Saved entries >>
--- start ---
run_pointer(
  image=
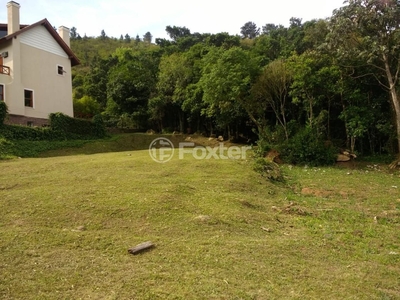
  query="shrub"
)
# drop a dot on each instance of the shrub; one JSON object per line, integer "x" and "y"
{"x": 19, "y": 132}
{"x": 307, "y": 147}
{"x": 5, "y": 146}
{"x": 77, "y": 128}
--- end ---
TASK DIRECTIONS >> Rewrite the material with "shrub" swapped for "bush" everywhere it occurs, changing nothing else, and leave the pictures out of your answer.

EXPECTED ANSWER >>
run_pointer(
  image=
  query="bush"
)
# drop a dot on each instance of the bush; one JSON object per line, integer "x" and "y"
{"x": 19, "y": 132}
{"x": 307, "y": 147}
{"x": 5, "y": 146}
{"x": 77, "y": 128}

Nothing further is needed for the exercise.